■ Instrução dada 1
Transcreva sem alterações a parte do trecho sobre atividades perigosas que começa nas palavras "Dessa forma, nos" e termina depois de "de forma frequente.".

Dessa forma, nos termos das especificações da NR-16 são atividades perigosas e que ensejam o pagamento do referido adicional: o manuseio de materiais explosivos, o que é tratado no Anexo 1 da referida NR; o manuseio de materiais inflamáveis, seja no transporte de combustível, armazenamento, abastecimento ou ainda outras atividades que envolvam a exposição a tais materiais, o que é tratado no Anexo 2; o labor em atividades perigosas nas quais os empregados estão sujeitos a violência física, nos termos do Anexo 3; a realização de atividades e operações com energia elétrica como é o caso dos eletricitários, hipótese abordada no Anexo 4; e, por último, com previsão no Anexo 5, o trabalho com motocicleta em vias públicas de forma frequente.

■ Instrução dada 2
Devolva todos os registros abaixo linha por linha, sem mudar nada, mas deixe as imagens de fora.

■ Material fornecido
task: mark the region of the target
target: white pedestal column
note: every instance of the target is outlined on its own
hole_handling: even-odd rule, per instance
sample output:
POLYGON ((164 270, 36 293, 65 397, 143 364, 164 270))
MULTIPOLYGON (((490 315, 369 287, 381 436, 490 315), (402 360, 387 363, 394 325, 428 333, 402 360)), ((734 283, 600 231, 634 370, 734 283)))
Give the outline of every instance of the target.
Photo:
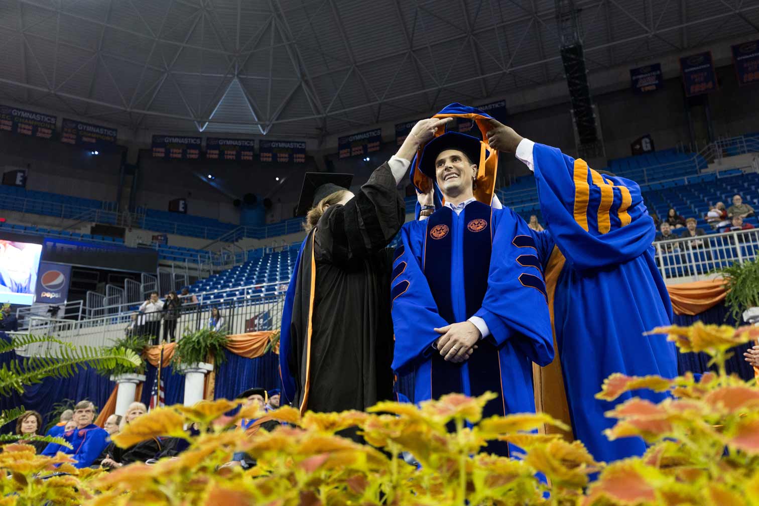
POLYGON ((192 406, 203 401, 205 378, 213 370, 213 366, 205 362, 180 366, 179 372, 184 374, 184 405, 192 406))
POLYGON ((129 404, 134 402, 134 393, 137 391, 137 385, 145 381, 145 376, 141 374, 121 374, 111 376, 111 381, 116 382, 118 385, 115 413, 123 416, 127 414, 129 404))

■ Resposta da tarefa 1
Dessa forma, nos termos das especificações da NR-16 são atividades perigosas e que ensejam o pagamento do referido adicional: o manuseio de materiais explosivos, o que é tratado no Anexo 1 da referida NR; o manuseio de materiais inflamáveis, seja no transporte de combustível, armazenamento, abastecimento ou ainda outras atividades que envolvam a exposição a tais materiais, o que é tratado no Anexo 2; o labor em atividades perigosas nas quais os empregados estão sujeitos a violência física, nos termos do Anexo 3; a realização de atividades e operações com energia elétrica como é o caso dos eletricitários, hipótese abordada no Anexo 4; e, por último, com previsão no Anexo 5, o trabalho com motocicleta em vias públicas de forma frequente.

■ Resposta da tarefa 2
task: mark the region of the target
target: white pedestal column
note: every instance of the target is outlined on its own
hole_handling: even-odd rule, per instance
sample output:
POLYGON ((164 270, 36 293, 65 397, 143 364, 164 270))
MULTIPOLYGON (((490 315, 369 287, 381 436, 490 315), (402 360, 387 363, 394 325, 428 333, 402 360)), ((734 283, 600 231, 634 370, 734 283)))
Give the outline of every instance of the target.
Photo:
POLYGON ((192 406, 203 401, 205 378, 213 370, 213 366, 205 362, 180 366, 179 372, 184 374, 184 405, 192 406))
POLYGON ((129 404, 134 402, 134 393, 137 391, 137 385, 145 381, 145 376, 141 374, 121 374, 111 376, 111 381, 116 382, 118 385, 115 413, 123 416, 127 414, 129 404))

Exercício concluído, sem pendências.